EXERCISE MATERIALS:

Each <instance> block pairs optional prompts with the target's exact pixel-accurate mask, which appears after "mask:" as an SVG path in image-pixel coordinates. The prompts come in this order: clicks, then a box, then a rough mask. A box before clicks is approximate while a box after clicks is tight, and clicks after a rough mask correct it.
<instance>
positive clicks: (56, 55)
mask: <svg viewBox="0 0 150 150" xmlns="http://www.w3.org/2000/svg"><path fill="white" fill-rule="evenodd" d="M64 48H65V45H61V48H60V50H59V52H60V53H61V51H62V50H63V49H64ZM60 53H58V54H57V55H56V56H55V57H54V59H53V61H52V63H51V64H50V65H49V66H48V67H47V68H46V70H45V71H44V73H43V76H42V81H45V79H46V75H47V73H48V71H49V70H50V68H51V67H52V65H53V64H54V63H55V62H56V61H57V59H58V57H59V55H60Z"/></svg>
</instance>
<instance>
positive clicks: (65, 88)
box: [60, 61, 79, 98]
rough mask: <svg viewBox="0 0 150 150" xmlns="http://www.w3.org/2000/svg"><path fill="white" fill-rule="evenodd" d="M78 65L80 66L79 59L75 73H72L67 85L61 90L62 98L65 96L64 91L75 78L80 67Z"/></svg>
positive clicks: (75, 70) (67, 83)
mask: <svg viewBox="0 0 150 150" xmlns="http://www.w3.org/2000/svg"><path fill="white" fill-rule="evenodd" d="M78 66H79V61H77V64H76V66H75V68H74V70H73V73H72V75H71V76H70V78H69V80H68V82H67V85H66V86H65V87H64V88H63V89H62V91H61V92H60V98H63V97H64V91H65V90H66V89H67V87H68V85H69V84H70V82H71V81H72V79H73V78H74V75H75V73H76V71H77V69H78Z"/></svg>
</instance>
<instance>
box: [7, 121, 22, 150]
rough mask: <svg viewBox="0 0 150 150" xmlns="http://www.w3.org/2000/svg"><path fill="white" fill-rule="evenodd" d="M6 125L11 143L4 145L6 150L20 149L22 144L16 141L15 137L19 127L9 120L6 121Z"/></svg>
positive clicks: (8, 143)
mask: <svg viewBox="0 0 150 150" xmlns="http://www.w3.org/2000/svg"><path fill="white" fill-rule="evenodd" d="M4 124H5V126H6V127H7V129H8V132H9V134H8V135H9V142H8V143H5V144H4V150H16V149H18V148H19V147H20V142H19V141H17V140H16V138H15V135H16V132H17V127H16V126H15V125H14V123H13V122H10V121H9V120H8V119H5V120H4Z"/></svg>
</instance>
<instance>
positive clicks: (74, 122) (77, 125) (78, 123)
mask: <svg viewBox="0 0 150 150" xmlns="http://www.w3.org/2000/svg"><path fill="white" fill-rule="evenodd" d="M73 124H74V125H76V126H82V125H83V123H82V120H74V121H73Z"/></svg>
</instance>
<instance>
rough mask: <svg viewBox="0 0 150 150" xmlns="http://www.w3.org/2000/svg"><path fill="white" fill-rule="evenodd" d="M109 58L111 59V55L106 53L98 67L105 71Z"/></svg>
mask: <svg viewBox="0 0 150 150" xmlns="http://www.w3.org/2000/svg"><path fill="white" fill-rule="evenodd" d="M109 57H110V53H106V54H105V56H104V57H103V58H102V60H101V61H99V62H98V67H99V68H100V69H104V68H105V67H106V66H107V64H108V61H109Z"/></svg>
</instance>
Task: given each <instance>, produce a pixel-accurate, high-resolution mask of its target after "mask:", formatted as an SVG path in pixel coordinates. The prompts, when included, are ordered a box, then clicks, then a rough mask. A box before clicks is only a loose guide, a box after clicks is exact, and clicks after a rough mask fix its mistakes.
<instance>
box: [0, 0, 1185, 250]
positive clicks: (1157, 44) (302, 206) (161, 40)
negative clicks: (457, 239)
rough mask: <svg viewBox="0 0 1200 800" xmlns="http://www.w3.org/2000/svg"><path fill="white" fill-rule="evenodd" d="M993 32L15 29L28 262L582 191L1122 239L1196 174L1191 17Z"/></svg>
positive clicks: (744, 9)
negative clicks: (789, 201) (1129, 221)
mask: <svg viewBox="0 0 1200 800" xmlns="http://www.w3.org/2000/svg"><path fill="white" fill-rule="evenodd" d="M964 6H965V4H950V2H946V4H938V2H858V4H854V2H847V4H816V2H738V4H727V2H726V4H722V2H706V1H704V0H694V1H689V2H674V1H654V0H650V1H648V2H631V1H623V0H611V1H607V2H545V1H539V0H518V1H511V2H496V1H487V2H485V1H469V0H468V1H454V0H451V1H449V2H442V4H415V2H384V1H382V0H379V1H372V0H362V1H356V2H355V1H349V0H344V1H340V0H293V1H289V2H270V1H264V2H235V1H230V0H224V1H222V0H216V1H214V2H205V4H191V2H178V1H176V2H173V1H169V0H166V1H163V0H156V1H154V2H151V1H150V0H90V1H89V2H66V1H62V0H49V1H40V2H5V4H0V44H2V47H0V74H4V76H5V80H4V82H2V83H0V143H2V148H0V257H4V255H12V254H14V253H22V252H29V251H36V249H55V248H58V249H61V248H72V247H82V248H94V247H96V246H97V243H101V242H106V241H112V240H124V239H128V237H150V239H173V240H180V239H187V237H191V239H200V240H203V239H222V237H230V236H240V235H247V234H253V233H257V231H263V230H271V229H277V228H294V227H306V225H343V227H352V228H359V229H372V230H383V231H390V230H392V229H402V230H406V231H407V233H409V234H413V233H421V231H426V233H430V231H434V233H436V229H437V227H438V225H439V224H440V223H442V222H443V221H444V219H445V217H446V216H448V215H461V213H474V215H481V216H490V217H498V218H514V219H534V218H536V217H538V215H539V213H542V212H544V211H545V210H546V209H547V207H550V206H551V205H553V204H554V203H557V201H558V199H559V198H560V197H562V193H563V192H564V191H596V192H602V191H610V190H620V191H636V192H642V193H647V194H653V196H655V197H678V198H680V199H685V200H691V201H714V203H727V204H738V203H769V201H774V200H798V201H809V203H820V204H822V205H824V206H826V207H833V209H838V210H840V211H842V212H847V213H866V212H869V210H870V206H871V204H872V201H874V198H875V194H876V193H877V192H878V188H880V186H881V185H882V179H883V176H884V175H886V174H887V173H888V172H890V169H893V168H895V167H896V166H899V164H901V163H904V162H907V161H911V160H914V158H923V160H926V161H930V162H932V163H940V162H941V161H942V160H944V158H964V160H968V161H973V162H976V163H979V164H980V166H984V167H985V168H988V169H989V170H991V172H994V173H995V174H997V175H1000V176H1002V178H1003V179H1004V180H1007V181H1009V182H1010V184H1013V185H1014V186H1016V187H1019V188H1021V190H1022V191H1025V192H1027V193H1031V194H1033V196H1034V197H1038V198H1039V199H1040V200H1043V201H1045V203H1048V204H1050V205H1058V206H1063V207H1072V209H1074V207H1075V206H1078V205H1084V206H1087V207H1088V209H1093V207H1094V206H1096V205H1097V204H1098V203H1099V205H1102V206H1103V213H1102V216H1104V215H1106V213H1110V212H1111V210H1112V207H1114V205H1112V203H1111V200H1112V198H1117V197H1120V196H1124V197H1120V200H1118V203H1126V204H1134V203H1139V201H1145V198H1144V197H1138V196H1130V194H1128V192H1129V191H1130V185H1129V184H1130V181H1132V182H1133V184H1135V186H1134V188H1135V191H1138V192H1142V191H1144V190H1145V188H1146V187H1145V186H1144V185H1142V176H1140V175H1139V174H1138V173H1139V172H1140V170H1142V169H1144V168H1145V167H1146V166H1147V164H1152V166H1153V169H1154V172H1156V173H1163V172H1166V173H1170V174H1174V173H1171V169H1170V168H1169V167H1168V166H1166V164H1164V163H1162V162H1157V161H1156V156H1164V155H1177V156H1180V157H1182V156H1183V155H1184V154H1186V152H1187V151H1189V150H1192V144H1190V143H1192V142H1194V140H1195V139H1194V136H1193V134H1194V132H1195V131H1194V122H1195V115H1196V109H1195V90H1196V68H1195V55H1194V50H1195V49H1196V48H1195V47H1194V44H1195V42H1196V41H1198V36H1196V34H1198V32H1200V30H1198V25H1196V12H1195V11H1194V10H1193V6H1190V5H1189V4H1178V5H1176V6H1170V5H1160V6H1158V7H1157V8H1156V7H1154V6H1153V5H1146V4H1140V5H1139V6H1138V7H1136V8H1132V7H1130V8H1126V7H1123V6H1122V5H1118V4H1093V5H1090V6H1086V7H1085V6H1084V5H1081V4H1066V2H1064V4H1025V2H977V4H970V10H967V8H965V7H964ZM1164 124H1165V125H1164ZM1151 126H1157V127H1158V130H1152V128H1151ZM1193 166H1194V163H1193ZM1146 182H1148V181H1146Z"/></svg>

---

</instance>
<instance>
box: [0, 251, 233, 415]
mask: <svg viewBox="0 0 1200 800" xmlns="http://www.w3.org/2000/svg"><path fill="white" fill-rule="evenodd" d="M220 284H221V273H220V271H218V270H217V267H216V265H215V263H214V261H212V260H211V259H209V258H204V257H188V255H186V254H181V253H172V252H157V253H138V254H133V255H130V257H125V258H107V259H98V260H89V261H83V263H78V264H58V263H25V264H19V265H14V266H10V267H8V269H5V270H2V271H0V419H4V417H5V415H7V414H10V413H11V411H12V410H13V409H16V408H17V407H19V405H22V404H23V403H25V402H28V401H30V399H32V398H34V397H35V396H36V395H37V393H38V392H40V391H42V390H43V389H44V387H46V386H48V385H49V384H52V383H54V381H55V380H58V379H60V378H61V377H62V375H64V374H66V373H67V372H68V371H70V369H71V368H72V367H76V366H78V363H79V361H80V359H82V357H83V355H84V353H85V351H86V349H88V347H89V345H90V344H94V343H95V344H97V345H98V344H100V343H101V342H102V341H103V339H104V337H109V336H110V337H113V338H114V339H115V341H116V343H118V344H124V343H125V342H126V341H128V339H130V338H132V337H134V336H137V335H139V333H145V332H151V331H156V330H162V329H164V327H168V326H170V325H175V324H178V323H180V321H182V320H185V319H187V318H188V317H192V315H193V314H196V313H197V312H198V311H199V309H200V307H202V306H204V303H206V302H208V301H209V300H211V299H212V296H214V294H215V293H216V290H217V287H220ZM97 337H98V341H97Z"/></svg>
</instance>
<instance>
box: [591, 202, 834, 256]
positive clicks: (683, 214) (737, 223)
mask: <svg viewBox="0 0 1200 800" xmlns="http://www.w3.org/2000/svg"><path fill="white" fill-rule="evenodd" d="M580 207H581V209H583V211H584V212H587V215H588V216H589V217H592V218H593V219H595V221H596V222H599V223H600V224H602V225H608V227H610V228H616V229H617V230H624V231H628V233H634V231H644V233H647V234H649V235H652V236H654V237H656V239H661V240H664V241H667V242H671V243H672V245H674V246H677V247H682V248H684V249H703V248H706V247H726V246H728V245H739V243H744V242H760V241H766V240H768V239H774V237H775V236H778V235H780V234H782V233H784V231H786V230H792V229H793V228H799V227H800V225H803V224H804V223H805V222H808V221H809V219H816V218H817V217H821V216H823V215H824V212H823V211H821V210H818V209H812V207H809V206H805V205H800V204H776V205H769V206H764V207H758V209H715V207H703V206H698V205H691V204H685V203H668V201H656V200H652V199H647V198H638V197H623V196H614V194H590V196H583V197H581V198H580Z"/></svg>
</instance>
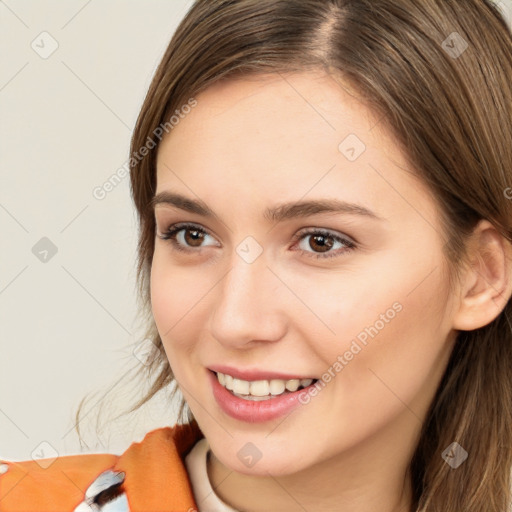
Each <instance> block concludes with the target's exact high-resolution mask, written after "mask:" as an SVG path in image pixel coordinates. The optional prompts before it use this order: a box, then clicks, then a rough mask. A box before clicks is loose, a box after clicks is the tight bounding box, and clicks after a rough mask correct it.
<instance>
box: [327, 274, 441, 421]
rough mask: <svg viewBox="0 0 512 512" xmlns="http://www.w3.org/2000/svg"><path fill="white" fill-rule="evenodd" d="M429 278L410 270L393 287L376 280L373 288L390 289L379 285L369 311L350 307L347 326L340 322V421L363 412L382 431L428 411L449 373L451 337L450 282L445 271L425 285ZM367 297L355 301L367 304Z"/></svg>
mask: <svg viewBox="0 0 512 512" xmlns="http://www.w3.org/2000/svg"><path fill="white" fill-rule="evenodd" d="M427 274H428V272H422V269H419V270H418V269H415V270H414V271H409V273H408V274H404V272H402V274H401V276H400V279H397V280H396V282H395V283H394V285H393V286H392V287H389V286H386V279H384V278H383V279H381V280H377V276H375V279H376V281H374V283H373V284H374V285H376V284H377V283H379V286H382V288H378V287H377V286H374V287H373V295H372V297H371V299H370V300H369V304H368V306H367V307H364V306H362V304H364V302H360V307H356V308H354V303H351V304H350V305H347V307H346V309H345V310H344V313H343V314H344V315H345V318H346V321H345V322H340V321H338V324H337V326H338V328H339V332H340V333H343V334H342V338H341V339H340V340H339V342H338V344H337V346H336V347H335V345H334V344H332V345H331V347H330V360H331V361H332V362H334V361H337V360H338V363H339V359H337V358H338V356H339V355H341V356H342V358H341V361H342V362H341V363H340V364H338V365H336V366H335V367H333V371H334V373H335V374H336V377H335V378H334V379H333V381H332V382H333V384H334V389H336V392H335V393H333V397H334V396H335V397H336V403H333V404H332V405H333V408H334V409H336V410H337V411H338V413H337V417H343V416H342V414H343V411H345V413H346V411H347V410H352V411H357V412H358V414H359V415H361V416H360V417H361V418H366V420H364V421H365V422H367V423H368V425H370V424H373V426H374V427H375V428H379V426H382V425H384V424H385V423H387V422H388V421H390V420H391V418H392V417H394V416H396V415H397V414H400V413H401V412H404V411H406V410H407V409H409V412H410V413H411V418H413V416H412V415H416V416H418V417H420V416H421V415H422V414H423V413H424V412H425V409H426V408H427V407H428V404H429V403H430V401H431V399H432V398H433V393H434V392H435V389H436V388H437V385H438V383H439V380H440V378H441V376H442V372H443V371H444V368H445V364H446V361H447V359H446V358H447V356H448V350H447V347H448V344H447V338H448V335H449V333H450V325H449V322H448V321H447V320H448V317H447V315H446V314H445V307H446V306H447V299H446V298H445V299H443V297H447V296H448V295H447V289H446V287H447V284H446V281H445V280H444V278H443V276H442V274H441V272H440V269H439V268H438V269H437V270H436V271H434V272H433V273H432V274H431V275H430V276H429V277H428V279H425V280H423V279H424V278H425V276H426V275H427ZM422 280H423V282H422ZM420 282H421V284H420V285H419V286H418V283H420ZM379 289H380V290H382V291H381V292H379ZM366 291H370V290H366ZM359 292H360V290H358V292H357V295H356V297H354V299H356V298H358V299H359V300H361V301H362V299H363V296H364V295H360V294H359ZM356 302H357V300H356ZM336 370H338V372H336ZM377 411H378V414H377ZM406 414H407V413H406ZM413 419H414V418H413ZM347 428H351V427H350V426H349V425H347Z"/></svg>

YOUR ASSIGNMENT: Reproduce word for word the lines of the records from the line containing "Each <instance> block pairs" through the line containing "box: [60, 61, 79, 98]", with both of those lines included.

EXPECTED ANSWER:
Each <instance> block pairs optional prompts with the target's exact pixel-accurate mask, which appears after "mask:" as an SVG path in image-pixel coordinates. The prompts come in this order: clicks, then a box, then a rough mask. A box before clicks is approximate while a box after clicks is tight, and clicks after a rough mask correct it.
<instance>
positive clicks: (56, 55)
mask: <svg viewBox="0 0 150 150" xmlns="http://www.w3.org/2000/svg"><path fill="white" fill-rule="evenodd" d="M64 48H65V45H61V48H60V50H59V52H60V53H61V51H62V50H63V49H64ZM60 53H58V54H57V55H56V56H55V57H54V59H53V61H52V63H51V64H50V65H49V66H48V67H47V68H46V70H45V71H44V73H43V76H42V81H45V79H46V75H47V73H48V71H49V70H50V68H51V67H52V65H53V64H54V63H55V62H56V61H57V59H58V57H59V55H60Z"/></svg>
</instance>
<instance>
positive clicks: (65, 88)
box: [60, 61, 79, 98]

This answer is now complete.